▶ [Your goal]: Count the lines in the listing below that contain the string "boat", and give only the number.

--- Begin Extracted information ---

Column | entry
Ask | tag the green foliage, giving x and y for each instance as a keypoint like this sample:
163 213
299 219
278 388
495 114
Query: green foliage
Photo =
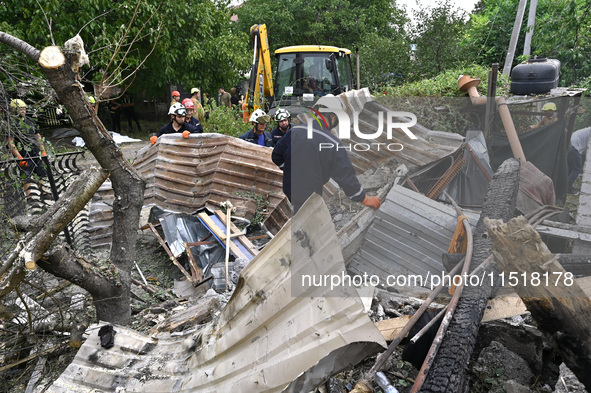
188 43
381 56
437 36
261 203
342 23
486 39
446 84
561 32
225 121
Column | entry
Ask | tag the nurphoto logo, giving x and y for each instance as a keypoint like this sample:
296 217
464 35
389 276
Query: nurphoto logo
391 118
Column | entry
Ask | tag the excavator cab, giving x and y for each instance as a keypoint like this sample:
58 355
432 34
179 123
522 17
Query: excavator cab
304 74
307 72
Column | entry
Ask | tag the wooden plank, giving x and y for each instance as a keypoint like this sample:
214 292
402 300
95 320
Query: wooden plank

--- End Extracted information ---
--- Begin Extracted information ---

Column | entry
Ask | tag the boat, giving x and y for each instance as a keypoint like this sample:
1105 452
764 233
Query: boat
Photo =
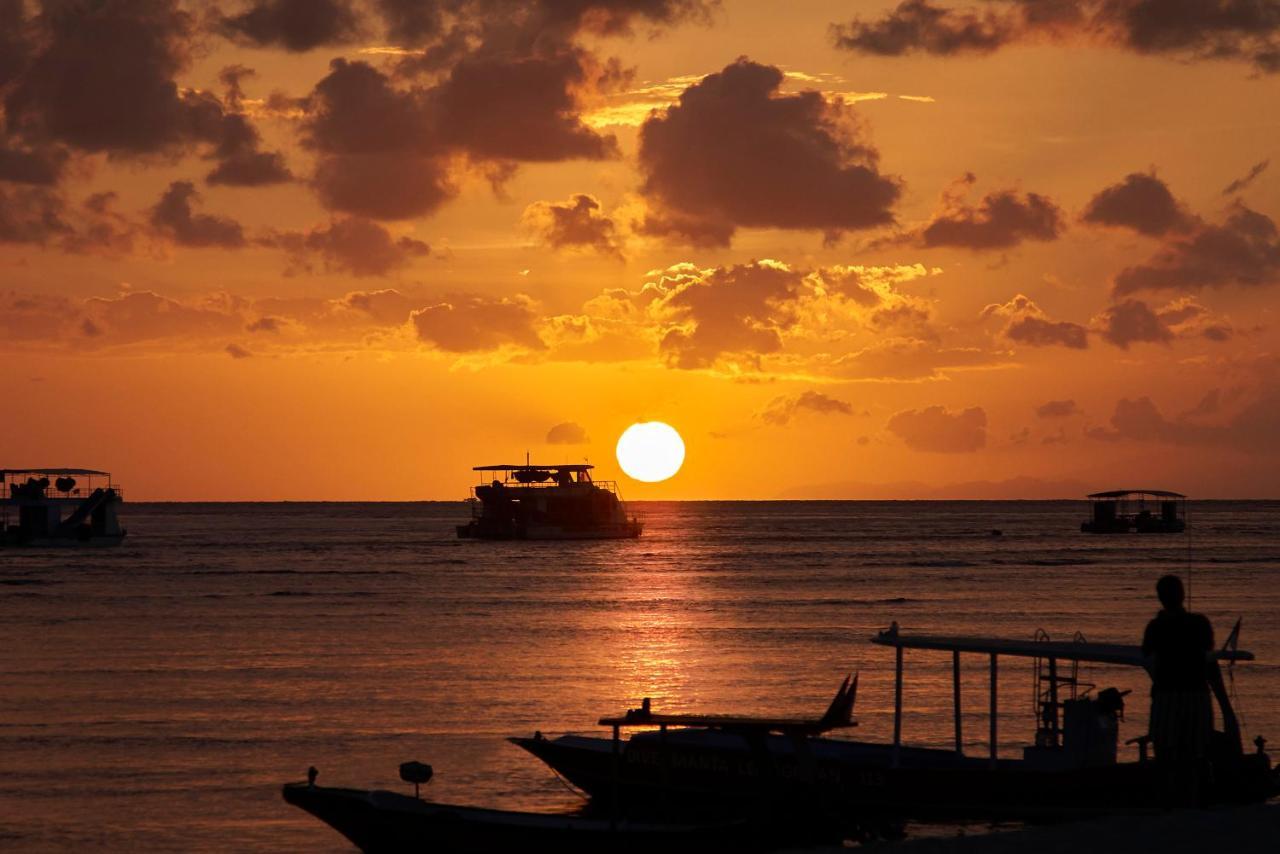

--- End Extracted information ---

▶ [Exercise output]: 2